▶ YOUR OBJECTIVE:
Transcribe the part of the High Island fishing thread below from "Sunday started with" to "zero good runs.", word for word.

▶ EXCERPTED PASSAGE:
# High Island 8-15-2010



## SeaDonkey (Jul 14, 2004)

Went down to HI this past Sunday, about 2pm. Tried to get there alittle earlier but had to wait almost 2 hours to get on the Ferry (seemed like the rows of cars went on for ever!). Anyway, I finally made it... Water conditions were nice, wind from West to East and not very strong... Only bait I had on hand was Mullet so my buddy and I put out 4 rods... 2 yakked and 2 cast. The current was ripping through there, from right to left. There was also some seaweed but not much. But when those small bits of seaweed started gathering on the lines, the current would grab it and eventually, our baits would end up back on the beach.. It was pretty annoying.. The heaviest spider weight I had was 10oz but that didnt help much... There was the rare occasion when the bait stayed out there. On those baits, I pulled in a couple of Gaftop, most of the time I didnt know I had one on the hook because of the weed and current.. At approx 7:30pm, my cast rod, baited with mullet of course, screamed off. After about a great 15 min fight, pulled up a Redfish. Didnt measure the length but it weighed 30.67 pounds... Kept fishing until about 9pm with no more runs.. When I left, the current was still running right to left.. I really thought at some point when I was fishing, the current would change directions or go still but it never did... still, being from Dallas, catching that Red, even if it was the only "real" fish of the day, made it all worth it.. Thought there would have been some sharks on that beach but no luck this time... Im just gonna have to head back down in a couple of weeks. Can't wait!!
Oh BTW, all fish were released...


----------



## PasadenaMan (Dec 5, 2007)

Cars that have a handicap signs.... so called Dr. approved to get to the front of the line. Just like all those people that you see parking in the handicap spots at Wal-Mart


----------



## dreamer (Aug 12, 2005)

Nice Fish!


----------



## learningsaltwater (Jul 19, 2010)

Shoot I was there on Saturday and the wind was pretty strong out of the WSW I should have went back on Sunday


----------



## Fishin-Inc (May 27, 2004)

*Same stuff*

I usually drive in through Winnie just to avoid the questionable timing with the ferry.

We fished crystal Saturday and Sunday. The grass is not on the beach but just in the water. It kicked my but on saturday. No fish!

Sunday started with a NW wind so the weed wasn't as bad but it was still there. Later in the day the winds shift to an on shore wind The weed and currents combine and started to blow out baits.
zero good runs.

I didn't catch a darned thing on 3 kayaked mullet. Pretty irritating but it does happen. Probably won't be back to the beach for a while.

Play on...


----------



## gator (May 22, 2004)

That's a really nice red, it was worth the trip. I agree about going through Winnie instead and there is also a bait and tackle shop there if needed.


----------



## mullethead00 (May 31, 2010)

There needs to be a weed forecast website. Ever heard of one?


----------



## Fishin-Inc (May 27, 2004)

*LOL*

Ya, that would be great. It sucks when you have a truck load of gear and you can't fish. Or park and go wade due to theft!

Sometimes these rip/side currents keep the grass moving when it's not even on the beach too.

Play on.


----------

▶ INFORMATION PROVIDED:
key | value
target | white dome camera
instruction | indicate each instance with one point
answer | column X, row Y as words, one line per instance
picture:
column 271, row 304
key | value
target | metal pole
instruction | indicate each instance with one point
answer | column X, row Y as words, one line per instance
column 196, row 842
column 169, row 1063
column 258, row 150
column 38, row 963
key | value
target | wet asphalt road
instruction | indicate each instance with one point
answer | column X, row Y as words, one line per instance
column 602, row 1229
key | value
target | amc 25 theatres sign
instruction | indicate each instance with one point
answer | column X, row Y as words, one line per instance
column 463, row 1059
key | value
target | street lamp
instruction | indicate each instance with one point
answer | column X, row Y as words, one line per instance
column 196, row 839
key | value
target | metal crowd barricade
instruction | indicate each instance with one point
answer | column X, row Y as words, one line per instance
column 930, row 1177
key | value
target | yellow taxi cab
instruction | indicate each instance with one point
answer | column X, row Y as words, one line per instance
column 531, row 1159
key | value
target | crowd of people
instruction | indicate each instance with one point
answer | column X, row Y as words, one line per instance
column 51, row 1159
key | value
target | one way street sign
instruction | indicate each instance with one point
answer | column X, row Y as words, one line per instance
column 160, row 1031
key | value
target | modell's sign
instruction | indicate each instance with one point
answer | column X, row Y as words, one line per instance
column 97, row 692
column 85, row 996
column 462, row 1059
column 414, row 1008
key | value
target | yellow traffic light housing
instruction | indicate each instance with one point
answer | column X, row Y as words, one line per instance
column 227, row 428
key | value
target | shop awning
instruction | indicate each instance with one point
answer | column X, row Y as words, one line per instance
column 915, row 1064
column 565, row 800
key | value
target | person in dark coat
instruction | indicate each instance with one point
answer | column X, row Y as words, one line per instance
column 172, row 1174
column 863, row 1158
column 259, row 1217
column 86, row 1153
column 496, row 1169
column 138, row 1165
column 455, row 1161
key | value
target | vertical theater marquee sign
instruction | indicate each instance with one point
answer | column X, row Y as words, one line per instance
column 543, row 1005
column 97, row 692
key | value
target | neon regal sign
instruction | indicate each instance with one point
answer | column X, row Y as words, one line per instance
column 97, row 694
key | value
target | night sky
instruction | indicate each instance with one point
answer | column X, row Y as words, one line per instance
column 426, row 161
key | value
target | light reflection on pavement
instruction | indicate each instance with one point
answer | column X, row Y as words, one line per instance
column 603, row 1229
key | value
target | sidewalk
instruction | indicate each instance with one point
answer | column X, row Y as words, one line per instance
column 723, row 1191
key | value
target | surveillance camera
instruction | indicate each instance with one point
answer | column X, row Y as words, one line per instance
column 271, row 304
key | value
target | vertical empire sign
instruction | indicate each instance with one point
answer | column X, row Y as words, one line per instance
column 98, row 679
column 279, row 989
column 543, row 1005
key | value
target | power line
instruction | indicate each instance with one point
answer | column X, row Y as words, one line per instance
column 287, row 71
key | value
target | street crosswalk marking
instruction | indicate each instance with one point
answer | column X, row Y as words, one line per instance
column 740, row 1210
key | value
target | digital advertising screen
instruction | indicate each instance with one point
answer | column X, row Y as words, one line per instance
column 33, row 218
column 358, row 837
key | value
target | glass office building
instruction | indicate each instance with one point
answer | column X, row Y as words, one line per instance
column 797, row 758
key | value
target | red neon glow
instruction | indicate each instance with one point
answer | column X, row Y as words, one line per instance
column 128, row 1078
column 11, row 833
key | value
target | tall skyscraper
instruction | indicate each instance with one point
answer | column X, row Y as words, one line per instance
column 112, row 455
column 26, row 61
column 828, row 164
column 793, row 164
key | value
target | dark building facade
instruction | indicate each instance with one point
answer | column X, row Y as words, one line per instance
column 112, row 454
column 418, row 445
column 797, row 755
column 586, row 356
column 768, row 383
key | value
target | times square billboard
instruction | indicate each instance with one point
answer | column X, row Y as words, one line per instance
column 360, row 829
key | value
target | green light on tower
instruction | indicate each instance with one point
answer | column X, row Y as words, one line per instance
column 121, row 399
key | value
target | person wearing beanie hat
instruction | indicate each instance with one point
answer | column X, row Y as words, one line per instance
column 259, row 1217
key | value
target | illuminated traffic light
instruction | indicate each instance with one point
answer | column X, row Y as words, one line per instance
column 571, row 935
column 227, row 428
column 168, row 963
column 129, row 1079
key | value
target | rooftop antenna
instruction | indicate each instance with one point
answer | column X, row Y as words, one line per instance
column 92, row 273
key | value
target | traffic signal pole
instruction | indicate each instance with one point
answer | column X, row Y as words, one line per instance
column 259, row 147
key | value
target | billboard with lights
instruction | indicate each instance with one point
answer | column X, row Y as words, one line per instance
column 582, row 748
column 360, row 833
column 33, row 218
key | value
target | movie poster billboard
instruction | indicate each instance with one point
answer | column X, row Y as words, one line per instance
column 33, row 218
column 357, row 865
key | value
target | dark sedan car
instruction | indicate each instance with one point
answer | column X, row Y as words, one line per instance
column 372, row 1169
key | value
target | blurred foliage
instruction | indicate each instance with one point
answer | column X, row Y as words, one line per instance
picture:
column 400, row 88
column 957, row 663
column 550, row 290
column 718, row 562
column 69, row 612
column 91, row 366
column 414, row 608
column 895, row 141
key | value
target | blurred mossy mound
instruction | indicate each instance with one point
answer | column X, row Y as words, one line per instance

▶ THE SOLUTION:
Sunday started with a NW wind so the weed wasn't as bad but it was still there. Later in the day the winds shift to an on shore wind The weed and currents combine and started to blow out baits.
zero good runs.